### Your objective
Copy out the data below as written; omit any images.
### Data for processing ###
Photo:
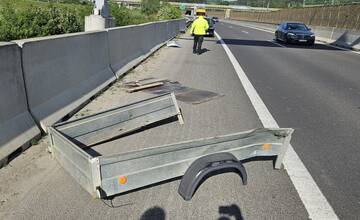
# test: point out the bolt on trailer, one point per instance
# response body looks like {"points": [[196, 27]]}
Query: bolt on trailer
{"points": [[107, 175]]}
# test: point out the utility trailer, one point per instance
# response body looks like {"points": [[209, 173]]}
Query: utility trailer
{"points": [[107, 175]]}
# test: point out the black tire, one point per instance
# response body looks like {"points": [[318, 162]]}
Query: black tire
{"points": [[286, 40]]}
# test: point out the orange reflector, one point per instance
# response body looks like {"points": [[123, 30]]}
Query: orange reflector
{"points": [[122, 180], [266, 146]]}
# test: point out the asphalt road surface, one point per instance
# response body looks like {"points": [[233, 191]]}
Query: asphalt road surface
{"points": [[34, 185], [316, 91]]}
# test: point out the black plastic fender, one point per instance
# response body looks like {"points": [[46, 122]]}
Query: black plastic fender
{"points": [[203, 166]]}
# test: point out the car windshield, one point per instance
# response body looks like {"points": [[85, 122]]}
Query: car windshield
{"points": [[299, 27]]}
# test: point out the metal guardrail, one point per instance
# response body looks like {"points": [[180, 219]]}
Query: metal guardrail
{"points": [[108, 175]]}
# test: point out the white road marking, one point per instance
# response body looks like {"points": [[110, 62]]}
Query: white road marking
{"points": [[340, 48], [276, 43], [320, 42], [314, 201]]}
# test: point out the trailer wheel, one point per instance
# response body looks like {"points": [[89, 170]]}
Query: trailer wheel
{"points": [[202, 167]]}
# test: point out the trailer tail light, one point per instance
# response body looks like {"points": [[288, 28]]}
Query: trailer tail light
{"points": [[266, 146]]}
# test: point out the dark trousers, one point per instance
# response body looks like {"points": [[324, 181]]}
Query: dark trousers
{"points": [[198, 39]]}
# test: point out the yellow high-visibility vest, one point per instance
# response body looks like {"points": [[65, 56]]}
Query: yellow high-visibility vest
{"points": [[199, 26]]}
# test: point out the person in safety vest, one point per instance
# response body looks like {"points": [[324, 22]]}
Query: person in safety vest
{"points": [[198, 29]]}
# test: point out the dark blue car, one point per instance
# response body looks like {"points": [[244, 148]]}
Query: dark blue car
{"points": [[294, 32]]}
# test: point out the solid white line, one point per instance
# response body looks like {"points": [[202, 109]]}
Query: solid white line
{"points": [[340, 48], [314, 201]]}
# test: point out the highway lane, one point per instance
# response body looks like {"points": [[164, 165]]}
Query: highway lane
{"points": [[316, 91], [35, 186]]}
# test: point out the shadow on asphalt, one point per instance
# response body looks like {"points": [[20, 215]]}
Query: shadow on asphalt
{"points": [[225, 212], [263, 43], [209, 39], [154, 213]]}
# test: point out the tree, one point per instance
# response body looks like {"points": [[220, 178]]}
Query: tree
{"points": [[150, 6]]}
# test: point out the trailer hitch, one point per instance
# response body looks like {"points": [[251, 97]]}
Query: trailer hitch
###
### Answer to the task
Photo:
# test: point out the bolt on trailer, one point per instance
# response body looks like {"points": [[196, 27]]}
Query: bolt on trailer
{"points": [[107, 175]]}
# test: point out the utility trailer, one point per instance
# response body looks like {"points": [[209, 173]]}
Query: utility trailer
{"points": [[107, 175]]}
# test: point out the black tire, one point per instance
# response body looks like {"points": [[318, 162]]}
Query: black tire
{"points": [[286, 40]]}
# test: point out the orange reflector, one point per instance
# response body looks like {"points": [[123, 30]]}
Query: orange reflector
{"points": [[122, 180], [266, 146]]}
# test: point out the asphalt road surface, one point per instance
# response body looks like {"points": [[233, 191]]}
Query: asphalt road surface
{"points": [[34, 185], [316, 91]]}
# test: point out the black plastic fender, one point per instance
# response body looks like {"points": [[46, 122]]}
Query: black plastic fender
{"points": [[203, 166]]}
# test: point out the car windshield, one point per instance
# response body looks like {"points": [[85, 122]]}
Query: car windshield
{"points": [[299, 27]]}
# test: point out the metal guardrail, one point per instance
# response body looks like {"points": [[180, 219]]}
Query: metal guardrail
{"points": [[108, 175]]}
# test: point out the white road marking, one point per instance
# response body looks like {"points": [[110, 62]]}
Query: white road marking
{"points": [[340, 48], [276, 43], [320, 42], [314, 201]]}
# test: point out the trailer wheel, one point per instance
# response body looks like {"points": [[89, 170]]}
Query: trailer wheel
{"points": [[202, 167]]}
# test: point out the trailer tail light, one point per instance
# response body looks like {"points": [[288, 28]]}
Query: trailer tail light
{"points": [[266, 146]]}
# test: point out the dark trousers, one point per instance
# response body looks like {"points": [[324, 181]]}
Query: dark trousers
{"points": [[198, 39]]}
# test: point out the yellow high-visibility vest, one point per instance
# response body looks like {"points": [[65, 56]]}
Query: yellow high-visibility vest
{"points": [[199, 26]]}
# test: point out the person in safety vest, one point per instance
# response body looks like {"points": [[324, 22]]}
Query: person in safety vest
{"points": [[198, 29]]}
# test: point out the dark blue car, one point per instance
# response body looks like {"points": [[244, 148]]}
Query: dark blue car
{"points": [[294, 32]]}
# test: point out the solid white line, one point per instance
# response body looks like {"points": [[202, 109]]}
Query: solid white line
{"points": [[340, 48], [314, 201]]}
# test: point out the highway lane, one point per instance
# response body looks like {"points": [[164, 165]]}
Query: highway lane
{"points": [[316, 91], [35, 186]]}
# test: point out the shadow on asphalt, one point per instance
# response body looks like {"points": [[20, 215]]}
Query: shadow on asphalt
{"points": [[225, 212], [263, 43], [209, 39], [154, 213]]}
# test: point out the tree, one point per instance
# response body looks like {"points": [[220, 178]]}
Query: tree
{"points": [[150, 6]]}
# test: point out the trailer hitch, one point per instance
# response body looks like {"points": [[251, 97]]}
Query: trailer hitch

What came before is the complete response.